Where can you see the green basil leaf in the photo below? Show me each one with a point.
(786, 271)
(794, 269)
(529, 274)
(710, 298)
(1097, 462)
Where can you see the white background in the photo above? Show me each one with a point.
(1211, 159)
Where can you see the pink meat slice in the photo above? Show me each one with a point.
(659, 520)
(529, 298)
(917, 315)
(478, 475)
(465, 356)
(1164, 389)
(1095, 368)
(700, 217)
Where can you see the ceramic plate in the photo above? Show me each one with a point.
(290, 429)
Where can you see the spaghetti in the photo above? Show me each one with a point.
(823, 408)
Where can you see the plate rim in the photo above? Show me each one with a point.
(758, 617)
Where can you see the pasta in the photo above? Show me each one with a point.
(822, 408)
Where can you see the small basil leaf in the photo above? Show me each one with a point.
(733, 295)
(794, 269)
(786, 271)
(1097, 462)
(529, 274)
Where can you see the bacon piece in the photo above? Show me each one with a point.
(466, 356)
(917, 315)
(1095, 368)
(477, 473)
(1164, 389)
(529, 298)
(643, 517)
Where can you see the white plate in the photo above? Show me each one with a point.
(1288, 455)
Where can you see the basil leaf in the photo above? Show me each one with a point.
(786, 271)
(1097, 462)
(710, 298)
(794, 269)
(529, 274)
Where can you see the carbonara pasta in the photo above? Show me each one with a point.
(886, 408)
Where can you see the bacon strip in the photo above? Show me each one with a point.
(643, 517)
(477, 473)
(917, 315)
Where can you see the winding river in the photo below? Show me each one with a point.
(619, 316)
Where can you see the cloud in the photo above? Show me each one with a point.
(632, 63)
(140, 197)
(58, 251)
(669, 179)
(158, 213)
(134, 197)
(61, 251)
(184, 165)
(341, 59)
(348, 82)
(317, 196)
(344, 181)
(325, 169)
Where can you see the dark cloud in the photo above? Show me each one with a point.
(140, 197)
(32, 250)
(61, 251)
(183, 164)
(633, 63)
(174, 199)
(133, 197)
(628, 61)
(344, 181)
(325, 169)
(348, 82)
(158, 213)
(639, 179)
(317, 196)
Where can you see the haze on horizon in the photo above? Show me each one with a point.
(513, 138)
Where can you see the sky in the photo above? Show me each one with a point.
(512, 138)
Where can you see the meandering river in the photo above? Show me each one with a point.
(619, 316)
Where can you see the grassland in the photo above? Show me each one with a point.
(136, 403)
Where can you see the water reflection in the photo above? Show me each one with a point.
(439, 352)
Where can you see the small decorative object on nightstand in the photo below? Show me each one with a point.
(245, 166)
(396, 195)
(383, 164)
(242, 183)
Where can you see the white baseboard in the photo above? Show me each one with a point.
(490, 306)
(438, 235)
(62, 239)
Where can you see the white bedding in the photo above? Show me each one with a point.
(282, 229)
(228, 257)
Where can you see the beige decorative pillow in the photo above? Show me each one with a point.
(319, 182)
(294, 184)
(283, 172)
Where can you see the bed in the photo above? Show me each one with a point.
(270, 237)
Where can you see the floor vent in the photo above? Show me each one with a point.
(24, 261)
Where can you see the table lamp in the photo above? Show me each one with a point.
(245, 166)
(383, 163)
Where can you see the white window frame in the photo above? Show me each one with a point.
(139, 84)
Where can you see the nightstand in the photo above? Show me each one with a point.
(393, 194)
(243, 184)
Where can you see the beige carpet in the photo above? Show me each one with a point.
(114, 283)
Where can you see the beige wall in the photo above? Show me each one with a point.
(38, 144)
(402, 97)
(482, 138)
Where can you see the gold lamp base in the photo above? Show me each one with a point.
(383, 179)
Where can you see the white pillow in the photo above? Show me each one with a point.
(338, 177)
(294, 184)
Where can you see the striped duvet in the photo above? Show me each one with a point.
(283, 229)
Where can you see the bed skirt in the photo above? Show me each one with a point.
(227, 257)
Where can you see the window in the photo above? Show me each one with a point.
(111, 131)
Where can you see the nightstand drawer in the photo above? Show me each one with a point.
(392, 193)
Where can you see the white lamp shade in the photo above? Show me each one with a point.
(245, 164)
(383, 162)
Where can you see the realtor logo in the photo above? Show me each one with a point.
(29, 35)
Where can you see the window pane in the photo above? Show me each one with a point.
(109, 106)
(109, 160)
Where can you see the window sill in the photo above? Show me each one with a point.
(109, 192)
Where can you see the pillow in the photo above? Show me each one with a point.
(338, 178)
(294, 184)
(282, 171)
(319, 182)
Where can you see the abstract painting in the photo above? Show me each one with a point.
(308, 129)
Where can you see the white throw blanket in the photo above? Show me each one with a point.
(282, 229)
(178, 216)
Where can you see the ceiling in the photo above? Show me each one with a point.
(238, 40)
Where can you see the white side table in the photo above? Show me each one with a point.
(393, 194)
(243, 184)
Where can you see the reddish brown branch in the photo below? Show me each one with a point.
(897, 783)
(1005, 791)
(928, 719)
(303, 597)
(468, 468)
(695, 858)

_THE EXERCISE_: All of the data above should be transcribed exactly.

_RIGHT ANSWER_:
Where can you see the green basil leaf in the photo below? Show me each one with a point.
(786, 271)
(794, 269)
(529, 274)
(710, 298)
(1097, 462)
Where can you see the white background in the photo above? Show me each one with a point.
(1211, 159)
Where can you see the pink meat slice in the photo above? Show me each one with a point.
(659, 520)
(529, 298)
(917, 315)
(478, 475)
(465, 356)
(1164, 389)
(1095, 368)
(700, 217)
Where can you see the ceramic plate in the photo above? Show me each one with a point.
(290, 429)
Where can you see the spaghetti in the photo above? Show me each one with a point.
(823, 408)
Where can you see the plate rim in the photo above? Show me each one with a point.
(758, 617)
Where can you see the pasta in the photo above? Show me each one with a point.
(822, 408)
Where can you see the small basil leaf in the photo above? Show me each one with a point.
(733, 295)
(794, 269)
(786, 271)
(1097, 462)
(529, 274)
Where can you see the bacon piece in the photo above? Show me each one with a point.
(466, 356)
(917, 315)
(1095, 368)
(477, 473)
(1164, 389)
(529, 298)
(643, 517)
Where can you see the white plate in the photo above? Show me each one with a point.
(1288, 455)
Where can you see the basil leaf in the photo above? Show me each one with a point.
(786, 271)
(1097, 462)
(710, 298)
(794, 269)
(529, 274)
Where can you see the carbonara pasta in the photo above? Show me each one with a point.
(886, 408)
Where can you see the bacon strip in the photo above? Show me each one with a point.
(643, 517)
(477, 473)
(917, 315)
Where can you see the winding river in the photo below? Show me each one with a point.
(619, 316)
Where can you see the cloud in the photo above? Show me each one with a point.
(632, 63)
(140, 197)
(58, 251)
(669, 179)
(158, 213)
(134, 197)
(61, 251)
(184, 165)
(341, 59)
(348, 82)
(317, 196)
(344, 181)
(325, 169)
Where can you see the dark cloud in the photo above? Show me each one with a point.
(140, 197)
(32, 250)
(61, 251)
(183, 164)
(633, 63)
(174, 199)
(133, 197)
(628, 61)
(344, 181)
(325, 169)
(348, 82)
(158, 213)
(639, 179)
(317, 196)
Where can you see the haze on horizon in the photo above? Show me each one with a point.
(513, 138)
Where can you see the sky in the photo above? Show me each one with a point.
(512, 138)
Where can you see the meandering river in the photo above? Show me each one with a point.
(619, 316)
Where can you see the grassland in the photo above? Show me each one with a point.
(136, 403)
Where can you see the water reflection in the photo above? Show me each one with a point.
(439, 352)
Where can you see the small decorative object on nightstand in the photo below? Show me each one with a point.
(245, 166)
(396, 195)
(383, 164)
(242, 183)
Where can you see the white baseboard in the photo above? Show me each one with a point.
(490, 306)
(438, 235)
(62, 239)
Where can you see the white bedding in the photo above? Show me each one with a point.
(282, 229)
(228, 257)
Where can you see the beige decorative pillow in the photo above? Show me each one with a point.
(319, 182)
(294, 184)
(283, 172)
Where can you see the bed in the photo above? Show me each one with a point.
(270, 237)
Where can you see the floor vent in the photo above? Show me each one with a point.
(24, 261)
Where can you see the table lamp in the photo above? Show me each one with a point.
(245, 166)
(383, 163)
Where can you see the white window frame in the photo above? Show me each one with a point.
(139, 84)
Where can you see the nightstand in the photo above? Show me each one with a point.
(393, 194)
(243, 184)
Where can you see the beige carpet in the photo above? Show me each one with a point.
(114, 283)
Where can you see the beige wall in the photo above? Show me each one with a point.
(38, 144)
(402, 97)
(482, 138)
Where can you see the gold lamp base in the photo above? Show me each one with a point.
(383, 179)
Where can you see the white pillow in the photo above? Show me each one with a point.
(338, 177)
(294, 184)
Where can you see the striped duvet in the photo above? Show me each one with a point.
(283, 229)
Where can you see the bed skirt in the photo above? Show me each one with a point.
(227, 257)
Where can you see the window in the photo above? Show me each one with a point.
(111, 131)
Where can you see the nightstand drawer in the photo above? Show me each one with a point.
(392, 193)
Where can you see the white lamp shade in the photo above? Show me each one with a point.
(245, 164)
(383, 162)
Where can you see the realtor logo in the photo above? Show me each one with a point.
(29, 35)
Where can you see the window pane in the photo above? Show me each one with a point.
(109, 106)
(109, 160)
Where can you see the window sill in the photo above? Show me each one with a point.
(109, 192)
Where can you see the pillow in the photo above? Show me each one with a point.
(338, 178)
(294, 184)
(282, 171)
(319, 182)
Where can you see the abstract painting in the photo above? Show me each one with a point.
(308, 129)
Where can you see the white throw blanket in the photo above? Show me each one with a point.
(282, 229)
(178, 216)
Where can you see the ceiling in the photo above? Show me each one with a point.
(238, 40)
Where can you see the white side table in the photo above? Show me each one with a point.
(393, 194)
(243, 184)
Where can you see the reddish brown branch in the photo below? Show me each one with a point.
(897, 783)
(1005, 791)
(928, 719)
(303, 597)
(468, 468)
(695, 858)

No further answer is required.